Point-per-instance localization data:

##############################

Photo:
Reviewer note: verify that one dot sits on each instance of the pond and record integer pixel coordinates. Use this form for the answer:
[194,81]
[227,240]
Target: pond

##############################

What you have to do:
A bare number is all that is asked for: the count of lines above that include "pond".

Solved problem:
2